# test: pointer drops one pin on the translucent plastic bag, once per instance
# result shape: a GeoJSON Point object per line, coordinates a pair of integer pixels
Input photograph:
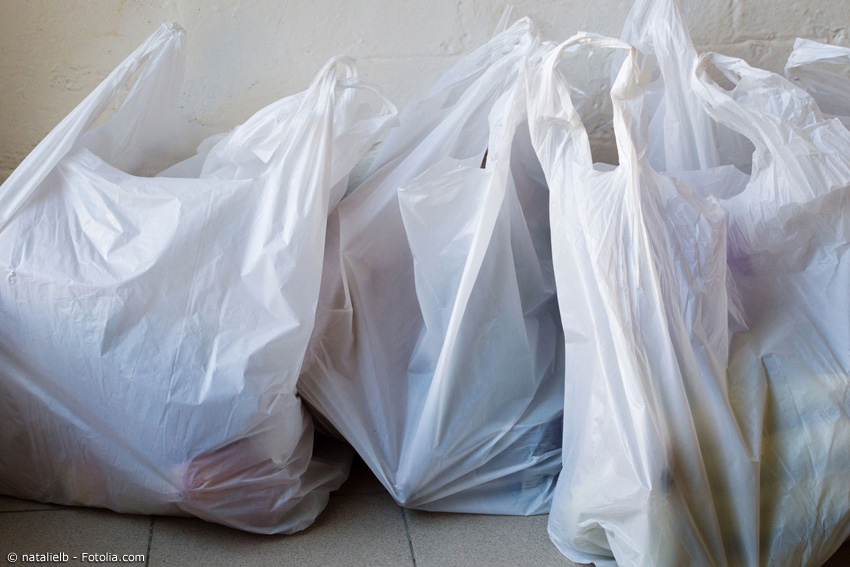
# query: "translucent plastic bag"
{"type": "Point", "coordinates": [437, 346]}
{"type": "Point", "coordinates": [653, 462]}
{"type": "Point", "coordinates": [824, 72]}
{"type": "Point", "coordinates": [788, 256]}
{"type": "Point", "coordinates": [152, 328]}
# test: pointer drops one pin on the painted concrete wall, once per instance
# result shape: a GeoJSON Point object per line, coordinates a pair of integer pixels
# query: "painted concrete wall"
{"type": "Point", "coordinates": [244, 54]}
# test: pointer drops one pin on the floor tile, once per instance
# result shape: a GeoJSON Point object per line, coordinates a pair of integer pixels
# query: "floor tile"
{"type": "Point", "coordinates": [354, 530]}
{"type": "Point", "coordinates": [9, 504]}
{"type": "Point", "coordinates": [471, 540]}
{"type": "Point", "coordinates": [74, 531]}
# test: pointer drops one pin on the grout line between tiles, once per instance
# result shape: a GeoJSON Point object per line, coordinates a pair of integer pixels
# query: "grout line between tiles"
{"type": "Point", "coordinates": [150, 539]}
{"type": "Point", "coordinates": [35, 510]}
{"type": "Point", "coordinates": [409, 539]}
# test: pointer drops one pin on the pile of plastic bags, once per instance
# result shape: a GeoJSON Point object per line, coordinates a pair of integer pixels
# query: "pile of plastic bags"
{"type": "Point", "coordinates": [656, 350]}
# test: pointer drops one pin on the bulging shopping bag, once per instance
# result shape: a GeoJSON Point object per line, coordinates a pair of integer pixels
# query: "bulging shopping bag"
{"type": "Point", "coordinates": [436, 351]}
{"type": "Point", "coordinates": [152, 327]}
{"type": "Point", "coordinates": [788, 245]}
{"type": "Point", "coordinates": [823, 71]}
{"type": "Point", "coordinates": [655, 471]}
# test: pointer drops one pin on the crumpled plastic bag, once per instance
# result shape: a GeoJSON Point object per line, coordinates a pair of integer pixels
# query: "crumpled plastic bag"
{"type": "Point", "coordinates": [711, 426]}
{"type": "Point", "coordinates": [437, 348]}
{"type": "Point", "coordinates": [152, 328]}
{"type": "Point", "coordinates": [823, 71]}
{"type": "Point", "coordinates": [640, 266]}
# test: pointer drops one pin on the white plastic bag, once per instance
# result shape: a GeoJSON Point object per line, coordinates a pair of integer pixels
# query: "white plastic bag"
{"type": "Point", "coordinates": [652, 458]}
{"type": "Point", "coordinates": [436, 349]}
{"type": "Point", "coordinates": [152, 328]}
{"type": "Point", "coordinates": [789, 239]}
{"type": "Point", "coordinates": [823, 71]}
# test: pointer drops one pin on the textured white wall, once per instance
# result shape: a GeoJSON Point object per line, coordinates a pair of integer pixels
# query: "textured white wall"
{"type": "Point", "coordinates": [243, 54]}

|---|

◆ Given problem
Rewrite the material with every "pointer" switched to "locator" and everything else left as it is. Omit the pictures.

◆ Solution to this task
# test: locator drops one pin on the translucent plastic bag, once per instance
# result shape: a GeoJSON Point object per line, coordinates a pair of integer pixels
Input photograph:
# query: "translucent plastic bag"
{"type": "Point", "coordinates": [437, 346]}
{"type": "Point", "coordinates": [653, 462]}
{"type": "Point", "coordinates": [824, 72]}
{"type": "Point", "coordinates": [788, 256]}
{"type": "Point", "coordinates": [152, 328]}
# test: locator drops one pin on the painted concrete wall, once per instance
# result shape: a GeoJSON Point object per line, coordinates a pair of integer pixels
# query: "painted concrete wall"
{"type": "Point", "coordinates": [244, 54]}
# test: locator drops one pin on the floor tile, once per instance
# result shape: a GeoJSON Point object per line, coordinates a pair of integer pixels
# query: "floor tile"
{"type": "Point", "coordinates": [354, 530]}
{"type": "Point", "coordinates": [9, 504]}
{"type": "Point", "coordinates": [471, 540]}
{"type": "Point", "coordinates": [74, 531]}
# test: locator drops one pin on the grout line between tiles, once per instance
# result shape: a GeoJSON Point object per line, coordinates a pair of integer pixels
# query: "grout line between tiles"
{"type": "Point", "coordinates": [150, 539]}
{"type": "Point", "coordinates": [35, 510]}
{"type": "Point", "coordinates": [409, 539]}
# test: locator drops one pin on the pile of plastic bags, once per instance
# result shape: a GeoJSON Point object per line, coordinates a pair of integer pixels
# query: "pile of plastic bags"
{"type": "Point", "coordinates": [656, 350]}
# test: locator drops one pin on the bulging shopping bag, once per instance
# result shape: a GeoJSON Point object per line, coordinates a pair of integer pixels
# query: "bulging shopping bag"
{"type": "Point", "coordinates": [436, 351]}
{"type": "Point", "coordinates": [152, 327]}
{"type": "Point", "coordinates": [788, 245]}
{"type": "Point", "coordinates": [823, 71]}
{"type": "Point", "coordinates": [655, 471]}
# test: locator drops one pin on the crumpled plastic bag, once per instance
# result shape: a GeoJSON Point object per line, coordinates a pair of integer pixels
# query: "crumpled plastic bag"
{"type": "Point", "coordinates": [711, 426]}
{"type": "Point", "coordinates": [437, 348]}
{"type": "Point", "coordinates": [152, 328]}
{"type": "Point", "coordinates": [823, 71]}
{"type": "Point", "coordinates": [640, 266]}
# test: locator drops one pin on the white plastic bag, once per instance
# result shape: a GeoJSON Point object per line, coordinates a pair of integer pixels
# query: "white plastic bag"
{"type": "Point", "coordinates": [652, 458]}
{"type": "Point", "coordinates": [436, 349]}
{"type": "Point", "coordinates": [152, 328]}
{"type": "Point", "coordinates": [789, 239]}
{"type": "Point", "coordinates": [823, 71]}
# test: locator drops one pin on the textured white wall, once per instance
# result shape: a GeoJSON Point object per line, coordinates a pair of integer pixels
# query: "textured white wall"
{"type": "Point", "coordinates": [243, 54]}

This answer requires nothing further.